(PASSAGE TO READ):
┏━━

Key Takeaways
- Addiction Recovery Care (ARC) was Kentucky’s largest substance use disorder treatment provider, operating more than 30 facilities at its peak in summer 2024. By January 2026, it had shrunk to 14 locations, was enmeshed in multiple federal lawsuits, and its founder’s sworn declaration stated that just $3.8 million remained across all company accounts.
- An FBI Medicaid fraud investigation, begun in summer 2024, triggered ARC’s rapid contraction. The company has not been criminally charged and the investigation remains open, but the investigation alone caused facility closures, staff layoffs, and a chain of financial consequences that unfolded over eighteen months.
- A planned acquisition by Ethema Health Corporation, announced October 2025, collapsed by December 31, 2025. Ethema’s CEO publicly stated ARC’s founder planned to use sale proceeds to satisfy a $27.7 million DOJ settlement obligation. Leon later said the founder may have misspoken. The $27.7 million figure has since appeared repeatedly in court filings.
- ARC sold approximately $8 million in employee retention tax credits to Angelica Capital Trust to raise liquidity ahead of the Ethema closing. When the deal collapsed, ARC kept the IRS-disbursed funds rather than forwarding them to Angelica, triggering a federal lawsuit. A second lender, Clear Cove Partners, then emerged claiming ARC had sold the same receivables to two different parties.
- On January 23, 2026, a federal judge froze $4.7 million of ARC’s remaining funds. ARC’s founder and other owners were ordered to appear at a contempt hearing after Angelica alleged the company had violated a temporary restraining order.
- The case exposes structural vulnerabilities specific to Medicaid-dependent SUD providers: thin operating margins, heavy regulatory exposure, and an acquisition ecosystem in which troubled providers cycle through purchasers with their own complicated histories. Ethema, the company that nearly acquired ARC, had previously purchased facilities from Edgewater, another Kentucky SUD provider that settled a DOJ Medicaid fraud investigation for $2.2 million in 2024.

┗━━

(PROVIDED MATERIAL):
┏━━

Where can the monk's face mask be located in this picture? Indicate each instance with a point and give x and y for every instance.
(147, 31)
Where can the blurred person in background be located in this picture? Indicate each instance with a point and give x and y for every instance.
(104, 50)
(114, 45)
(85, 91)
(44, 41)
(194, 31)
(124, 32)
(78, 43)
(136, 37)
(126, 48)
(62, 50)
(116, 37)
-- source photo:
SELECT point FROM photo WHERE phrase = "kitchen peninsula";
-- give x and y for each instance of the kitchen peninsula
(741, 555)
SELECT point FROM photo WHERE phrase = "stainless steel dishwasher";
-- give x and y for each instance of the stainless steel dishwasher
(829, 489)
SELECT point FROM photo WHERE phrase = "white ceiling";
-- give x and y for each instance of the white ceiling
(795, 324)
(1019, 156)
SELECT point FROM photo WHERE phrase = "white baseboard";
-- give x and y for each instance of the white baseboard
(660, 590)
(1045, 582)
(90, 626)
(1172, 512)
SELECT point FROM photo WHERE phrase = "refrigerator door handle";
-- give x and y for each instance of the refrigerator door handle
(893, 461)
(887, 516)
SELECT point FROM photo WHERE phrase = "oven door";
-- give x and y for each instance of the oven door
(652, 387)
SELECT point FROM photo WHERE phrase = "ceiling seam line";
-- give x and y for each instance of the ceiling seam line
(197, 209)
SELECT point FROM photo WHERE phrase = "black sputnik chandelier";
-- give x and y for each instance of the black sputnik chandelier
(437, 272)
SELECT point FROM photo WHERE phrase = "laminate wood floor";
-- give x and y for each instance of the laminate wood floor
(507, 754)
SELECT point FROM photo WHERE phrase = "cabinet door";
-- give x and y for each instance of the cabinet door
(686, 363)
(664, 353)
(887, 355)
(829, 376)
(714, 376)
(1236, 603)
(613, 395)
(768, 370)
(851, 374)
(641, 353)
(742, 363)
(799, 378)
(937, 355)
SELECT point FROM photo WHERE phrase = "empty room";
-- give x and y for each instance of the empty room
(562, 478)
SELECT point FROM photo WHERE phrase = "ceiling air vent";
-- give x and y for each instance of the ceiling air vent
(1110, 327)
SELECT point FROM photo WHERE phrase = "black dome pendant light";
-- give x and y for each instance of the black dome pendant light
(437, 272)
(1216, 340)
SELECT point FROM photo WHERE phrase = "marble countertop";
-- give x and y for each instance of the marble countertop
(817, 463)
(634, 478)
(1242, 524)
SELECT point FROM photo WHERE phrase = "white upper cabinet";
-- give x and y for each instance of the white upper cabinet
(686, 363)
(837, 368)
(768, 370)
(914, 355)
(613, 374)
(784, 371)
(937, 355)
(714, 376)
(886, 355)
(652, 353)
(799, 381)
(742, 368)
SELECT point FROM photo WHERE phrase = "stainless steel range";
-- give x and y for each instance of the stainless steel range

┗━━

(WHAT IS NEEDED): According to the key takeaways about Addiction Recovery Care, how much of ARC's remaining funds did a federal judge freeze on January 23, 2026?

(SOLUTION TO THIS TASK): $4.7 million.